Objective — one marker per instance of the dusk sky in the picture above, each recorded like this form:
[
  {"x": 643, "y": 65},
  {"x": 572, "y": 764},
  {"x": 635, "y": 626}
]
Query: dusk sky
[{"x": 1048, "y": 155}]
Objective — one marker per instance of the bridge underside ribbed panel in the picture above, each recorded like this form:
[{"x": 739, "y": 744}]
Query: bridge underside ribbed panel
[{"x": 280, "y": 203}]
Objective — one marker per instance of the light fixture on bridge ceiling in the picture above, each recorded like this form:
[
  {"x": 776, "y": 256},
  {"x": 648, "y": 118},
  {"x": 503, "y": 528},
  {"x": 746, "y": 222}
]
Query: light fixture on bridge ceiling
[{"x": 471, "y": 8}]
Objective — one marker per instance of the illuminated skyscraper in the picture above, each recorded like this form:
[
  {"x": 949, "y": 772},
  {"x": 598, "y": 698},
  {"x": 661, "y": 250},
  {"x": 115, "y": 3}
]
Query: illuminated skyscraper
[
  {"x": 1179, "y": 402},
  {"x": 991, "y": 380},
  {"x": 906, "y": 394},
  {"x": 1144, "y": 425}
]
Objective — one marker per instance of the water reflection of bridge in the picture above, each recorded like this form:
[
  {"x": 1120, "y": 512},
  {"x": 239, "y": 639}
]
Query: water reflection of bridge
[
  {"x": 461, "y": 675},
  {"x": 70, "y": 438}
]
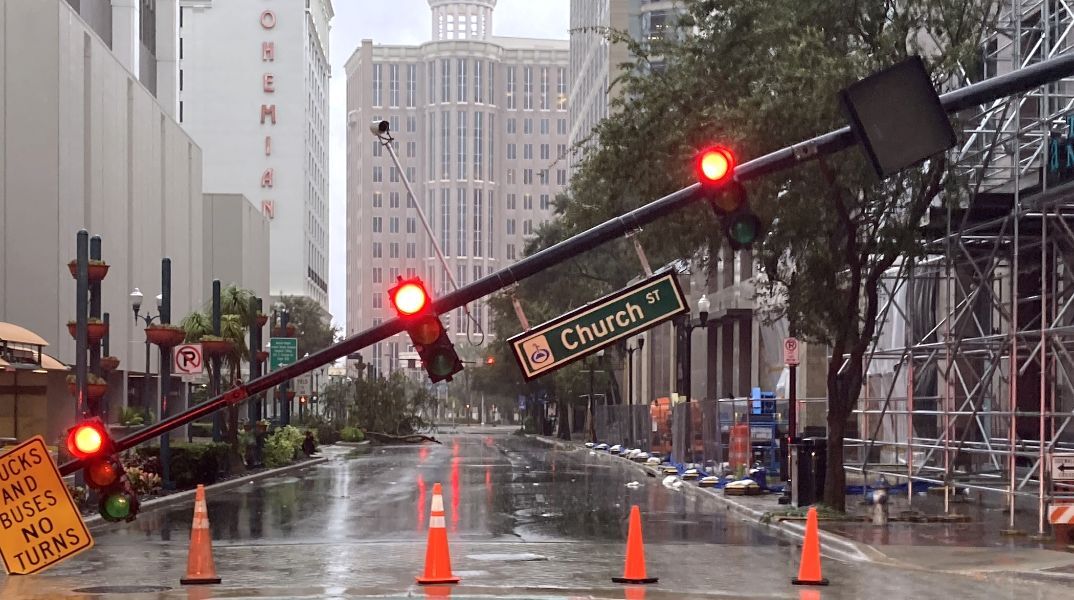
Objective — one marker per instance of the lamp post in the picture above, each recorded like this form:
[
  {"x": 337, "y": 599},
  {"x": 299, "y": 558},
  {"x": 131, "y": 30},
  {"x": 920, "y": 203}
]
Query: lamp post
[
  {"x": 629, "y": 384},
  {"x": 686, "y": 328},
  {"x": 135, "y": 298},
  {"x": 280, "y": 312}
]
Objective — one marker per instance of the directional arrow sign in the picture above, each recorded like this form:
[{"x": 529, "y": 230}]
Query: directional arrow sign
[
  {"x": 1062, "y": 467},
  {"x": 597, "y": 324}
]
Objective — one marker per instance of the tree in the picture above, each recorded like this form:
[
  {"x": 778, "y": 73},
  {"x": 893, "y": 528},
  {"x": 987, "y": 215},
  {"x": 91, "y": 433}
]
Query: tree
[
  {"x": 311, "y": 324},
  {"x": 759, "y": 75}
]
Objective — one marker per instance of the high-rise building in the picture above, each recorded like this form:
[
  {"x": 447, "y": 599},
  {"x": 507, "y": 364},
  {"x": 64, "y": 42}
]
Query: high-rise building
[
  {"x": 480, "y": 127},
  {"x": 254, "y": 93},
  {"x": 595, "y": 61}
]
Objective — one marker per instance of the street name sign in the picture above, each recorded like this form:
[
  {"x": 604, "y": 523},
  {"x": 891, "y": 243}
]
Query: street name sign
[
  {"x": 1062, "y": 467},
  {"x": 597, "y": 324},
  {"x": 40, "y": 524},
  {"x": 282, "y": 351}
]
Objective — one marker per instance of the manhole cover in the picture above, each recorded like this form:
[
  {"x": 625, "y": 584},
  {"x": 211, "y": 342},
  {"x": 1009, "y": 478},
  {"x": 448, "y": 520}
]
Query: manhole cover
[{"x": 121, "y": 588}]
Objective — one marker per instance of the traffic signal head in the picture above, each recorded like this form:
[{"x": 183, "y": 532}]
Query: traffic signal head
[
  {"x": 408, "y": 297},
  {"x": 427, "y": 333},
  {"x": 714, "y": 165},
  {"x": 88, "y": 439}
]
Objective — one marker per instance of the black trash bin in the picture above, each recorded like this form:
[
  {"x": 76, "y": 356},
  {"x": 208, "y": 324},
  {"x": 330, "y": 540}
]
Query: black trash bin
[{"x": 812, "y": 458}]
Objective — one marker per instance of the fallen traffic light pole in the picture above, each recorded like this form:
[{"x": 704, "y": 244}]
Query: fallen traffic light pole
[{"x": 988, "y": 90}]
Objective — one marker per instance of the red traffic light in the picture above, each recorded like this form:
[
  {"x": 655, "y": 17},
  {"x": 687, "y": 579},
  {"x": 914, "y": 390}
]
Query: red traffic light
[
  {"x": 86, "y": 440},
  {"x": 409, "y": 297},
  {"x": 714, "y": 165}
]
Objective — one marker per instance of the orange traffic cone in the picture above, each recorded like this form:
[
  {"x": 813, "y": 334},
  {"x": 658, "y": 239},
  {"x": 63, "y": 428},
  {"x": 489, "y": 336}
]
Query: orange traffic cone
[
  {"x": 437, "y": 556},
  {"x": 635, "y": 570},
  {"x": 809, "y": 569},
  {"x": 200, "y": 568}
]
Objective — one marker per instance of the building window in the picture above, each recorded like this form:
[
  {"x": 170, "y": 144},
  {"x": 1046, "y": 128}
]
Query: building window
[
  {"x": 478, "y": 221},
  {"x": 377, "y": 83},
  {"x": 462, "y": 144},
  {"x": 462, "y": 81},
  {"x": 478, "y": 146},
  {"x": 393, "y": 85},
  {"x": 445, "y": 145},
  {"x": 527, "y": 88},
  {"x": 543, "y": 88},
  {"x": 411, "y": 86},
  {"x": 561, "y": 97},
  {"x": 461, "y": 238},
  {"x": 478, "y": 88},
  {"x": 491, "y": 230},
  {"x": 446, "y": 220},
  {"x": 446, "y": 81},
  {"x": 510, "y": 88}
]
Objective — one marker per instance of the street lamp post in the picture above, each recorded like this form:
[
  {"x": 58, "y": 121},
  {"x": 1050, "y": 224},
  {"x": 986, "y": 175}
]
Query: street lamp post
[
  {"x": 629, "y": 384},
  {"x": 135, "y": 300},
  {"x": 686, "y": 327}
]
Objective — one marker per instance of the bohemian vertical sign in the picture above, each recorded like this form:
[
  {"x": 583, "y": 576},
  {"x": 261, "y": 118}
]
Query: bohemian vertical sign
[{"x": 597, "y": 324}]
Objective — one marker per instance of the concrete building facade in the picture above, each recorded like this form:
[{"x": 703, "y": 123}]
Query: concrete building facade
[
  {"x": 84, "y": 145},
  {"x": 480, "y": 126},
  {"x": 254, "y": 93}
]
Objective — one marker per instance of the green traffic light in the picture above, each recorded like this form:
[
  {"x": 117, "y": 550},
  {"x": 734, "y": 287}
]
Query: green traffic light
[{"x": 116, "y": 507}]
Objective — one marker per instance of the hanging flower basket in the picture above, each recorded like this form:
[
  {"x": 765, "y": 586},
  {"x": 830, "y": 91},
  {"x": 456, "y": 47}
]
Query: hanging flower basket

EXERCISE DIRECTIONS: In the records above, find each line with the string "flower" and list it.

ANSWER TO THE PROBLEM:
Objective — one marker per instance of the hanging flower basket in the picture above, each recorded like this form:
Query: hanging flower basket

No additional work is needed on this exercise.